When you query a database table using SQL, you might find the need to:

  1. select rows from table A using a certain criteria (i.e., a WHERE clause)
  2. then, use one or more columns from result set (coming from the above query) as a subquery to subselect from table B

    You can do this quite easily in SQL

import pandas as pd
from pandasql import sqldf  # pip install pandasql from Yhat



df_vals = pd.DataFrame({'key1': ['A', 'A','C', 'E', 'G'], 
                        'key2': ['B', 'Z', 'D', 'F', 'H'], 
                        'val': ['2','3','4','5','6']})

df_vals



key1 key2 val
0 A B 2
1 A Z 3
2 C D 4
3 E F 5
4 G H 6



df_colors = pd.DataFrame({'key1': ['A', 'A','C', 'E', 'G'], 
                          'key2': ['B', 'Z', 'D', 'F', 'H'], 
                          'color': ['red','orange','yellow','green','blue']})

df_colors



color key1 key2
0 red A B
1 orange A Z
2 yellow C D
3 green E F
4 blue G H



So, if we wanted to grab all rows from df_colors where the value in df_vals is inclusively between 2 and 6, then:

query = '''
        SELECT a.* FROM df_colors a
        INNER JOIN (
            SELECT key1, key2 FROM df_vals
            WHERE val > 2 and val < 6
        ) b
        ON a.key1 = b.key1 and a.key2 = b.key2
        '''
sqldf(query, locals())



color key1 key2
0 orange A Z
1 yellow C D
2 green E F



Notice that the inner subquery produces the keys where the values are between 2 and 6

query = '''
        SELECT key1, key2 FROM df_vals
        WHERE val > 2 and val < 6
        '''
sqldf(query, locals())



key1 key2
0 A Z
1 C D
2 E F



Then, each pair of keys are used to subselect rows from df_colors. So, the ON keyword:

  1. Grabs the first pair of keys (A, B) from df_colors and compares them to each pair of keys returned by the subquery [(A, Z), (C,D), (E, F)]
  2. If there is a match, then that row from df_colors is returned
  3. This process (Steps 1-2) is repeated for the remaining rows in df_colors [(A, Z), (C, D), (E, F), (G, H)]

    The query above is equivalent to the following:

query = """
        SELECT a.* from df_colors a
        WHERE (a.key1, a.key2) in (
            SELECT key1, key2 from df_vals where val > 2 and val < 6
        ) 
        """



Note: This latter query doesn’t work in sqlite3 since tuples aren’t supported but it should work fine for a real database. Note that it might be slower than the first query and is a bit less obvious. So, it is advised that you stick with the first query.


Published

Oct 17, 2016

### What to produce
Decide whether each statement below agrees with the SQL subquery walkthrough above, answering yes or no and quoting the deciding words: (a) the tuple-based query runs in sqlite3; (b) the tuple-based query may run slower than the join query; (c) the walkthrough recommends keeping the join query.

### Raw records
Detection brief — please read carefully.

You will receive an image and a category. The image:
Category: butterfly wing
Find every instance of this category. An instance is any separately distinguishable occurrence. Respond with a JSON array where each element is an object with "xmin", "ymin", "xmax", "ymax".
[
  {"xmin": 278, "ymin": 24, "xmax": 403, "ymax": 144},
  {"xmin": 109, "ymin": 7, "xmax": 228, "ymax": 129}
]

### Worked answer
(a) No: "This latter query doesn’t work in sqlite3 since tuples aren’t supported"
(b) Yes: "it might be slower than the first query"
(c) Yes: "So, it is advised that you stick with the first query."